Data extracted from a collection
"""
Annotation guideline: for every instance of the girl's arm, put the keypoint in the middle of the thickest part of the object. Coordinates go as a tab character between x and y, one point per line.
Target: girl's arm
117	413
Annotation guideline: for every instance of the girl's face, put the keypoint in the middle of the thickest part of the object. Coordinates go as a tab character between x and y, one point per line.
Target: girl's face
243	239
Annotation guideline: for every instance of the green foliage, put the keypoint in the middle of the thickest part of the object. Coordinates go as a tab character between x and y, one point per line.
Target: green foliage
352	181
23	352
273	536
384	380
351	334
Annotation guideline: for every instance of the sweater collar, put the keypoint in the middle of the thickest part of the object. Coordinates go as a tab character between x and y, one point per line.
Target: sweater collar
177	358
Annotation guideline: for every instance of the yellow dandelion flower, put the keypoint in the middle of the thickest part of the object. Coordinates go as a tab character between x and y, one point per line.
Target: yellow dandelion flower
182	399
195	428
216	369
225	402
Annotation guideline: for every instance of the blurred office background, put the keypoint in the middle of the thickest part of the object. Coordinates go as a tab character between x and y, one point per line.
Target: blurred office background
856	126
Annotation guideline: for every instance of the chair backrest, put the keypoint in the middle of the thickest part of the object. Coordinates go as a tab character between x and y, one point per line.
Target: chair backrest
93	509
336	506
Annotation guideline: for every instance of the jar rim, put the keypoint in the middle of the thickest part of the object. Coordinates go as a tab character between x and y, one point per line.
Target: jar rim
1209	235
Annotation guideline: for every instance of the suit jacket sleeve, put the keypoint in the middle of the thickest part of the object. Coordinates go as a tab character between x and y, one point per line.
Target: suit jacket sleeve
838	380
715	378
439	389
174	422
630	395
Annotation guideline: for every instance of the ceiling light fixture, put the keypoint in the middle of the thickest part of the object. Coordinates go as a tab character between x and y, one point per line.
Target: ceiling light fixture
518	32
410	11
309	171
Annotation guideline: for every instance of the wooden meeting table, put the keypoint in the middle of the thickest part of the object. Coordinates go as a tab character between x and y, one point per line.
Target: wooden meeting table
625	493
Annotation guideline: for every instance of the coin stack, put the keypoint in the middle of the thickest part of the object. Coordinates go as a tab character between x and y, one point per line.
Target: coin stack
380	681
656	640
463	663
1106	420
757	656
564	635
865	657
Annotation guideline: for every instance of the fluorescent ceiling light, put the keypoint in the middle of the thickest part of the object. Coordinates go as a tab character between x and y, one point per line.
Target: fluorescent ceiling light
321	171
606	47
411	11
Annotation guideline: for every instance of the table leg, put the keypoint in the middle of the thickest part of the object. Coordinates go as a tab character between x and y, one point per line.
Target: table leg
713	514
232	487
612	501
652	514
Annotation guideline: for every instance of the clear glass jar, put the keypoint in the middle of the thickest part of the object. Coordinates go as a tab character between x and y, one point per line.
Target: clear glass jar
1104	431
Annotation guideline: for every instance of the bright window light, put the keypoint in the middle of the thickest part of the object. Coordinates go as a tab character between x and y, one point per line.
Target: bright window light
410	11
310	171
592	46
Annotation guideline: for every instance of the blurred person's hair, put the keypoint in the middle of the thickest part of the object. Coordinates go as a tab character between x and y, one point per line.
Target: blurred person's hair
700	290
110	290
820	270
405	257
"""
_Work to be completed_
Copy out every line of the data above, exactly as given.

_Complete output_
Annotation guideline: for every instance of the girl's arm, put the keypoint in the middle of the thickest part of the object. Coordinates go as a tab character between x and y, one point per line.
Target: girl's arm
117	413
Annotation guideline: for every instance of the girl's face, put the keypoint in the middle of the thickest part of the object. Coordinates go as a tab character between x and y, one point per line.
Target: girl's face
243	239
Annotation guideline: for every instance of the green foliage, put the keypoint in the middle of the thickest part of the object. Coordinates go as a tab character between x and y, one point per line.
Target: green foliage
352	181
23	352
273	536
384	380
351	334
Annotation guideline: for every instance of the sweater collar, put the keypoint in the middle of the thickest part of the object. Coordinates go as a tab character between x and y, one point per line.
Target: sweater collar
177	358
Annotation guideline: for every instance of the yellow dandelion flower, put the keypoint in the middle of the thickest part of the object. Coordinates go as a tab character between x and y, one point per line.
Target: yellow dandelion flower
182	399
195	428
216	369
225	402
Annotation guideline: for every instance of the blurred office background, put the keypoint in the middle of the thickest part of the object. Coordinates go as a tab character between x and y, one point per line.
Target: blurred office background
856	126
Annotation guideline: for every instance of the chair backrest, put the keypoint in the middle of the thickest part of the object. Coordinates go as a tab character between x and y, one point per line.
Target: chair backrest
93	509
336	506
Annotation guideline: for every instance of the jar rim, put the keypoint in the middle of the thickest part of the object. Coordinates go as a tab character between x and y, one point per line.
Target: jar rim
1209	235
Annotation guideline: for every instance of the suit jacket sleeve, put the keypoint in the middle of the thickest part of the object. Coordinates go as a tab character between x and y, one point per line.
Target: suit jacket sleeve
838	380
715	378
439	389
174	422
630	395
Annotation guideline: for every instance of the ceiling light fixture, put the keypoint in the middle of the thickest part of the object. Coordinates go as a tab character between x and y, one point per line.
Target: ceiling light fixture
518	32
410	11
309	171
Annotation guideline: for every instance of the wooden meeting table, put the keypoint in the middle of the thickest part of the object. Coordinates go as a tab character between x and y, one point per line.
Target: wooden meeting table
625	493
Annotation guideline: for every instance of the coin stack, put the keypoint in the middle of the thickest part of the object. Coordinates go as a tab character between x and y, one point per line.
Target: coin stack
380	681
656	640
463	663
1106	420
757	656
564	635
865	657
Annotation guideline: for every instance of the fluorescent ceiling light, put the keypoint in the middle of the thickest part of the object. Coordinates go as a tab character between x and y, one point per line.
Target: fluorescent ceiling light
321	171
606	47
411	11
Annotation guideline: for every instance of the table leg, put the keypoint in the middle of the thickest part of the object. Coordinates go as a tab character between x and y, one point per line.
Target: table leg
713	514
232	487
612	501
652	514
Annotation guideline: for every instance of the clear glass jar, put the keypoint in the middle of the thickest part of the object. Coordinates go as a tab character between x and y, one point per line.
Target: clear glass jar
1104	431
Annotation guideline: for every instance of the bright window light, put the keypoint in the middle of the thickest part of the object. Coordinates go as a tab character between x and y, one point per line.
Target: bright window light
410	11
310	171
592	46
Annotation guideline: for every instance of the blurred person's hair, put the keypoint in the middle of the thickest part of the object. Coordinates go as a tab character between x and y, one point per line.
Target: blurred person's hair
700	290
110	290
820	270
405	257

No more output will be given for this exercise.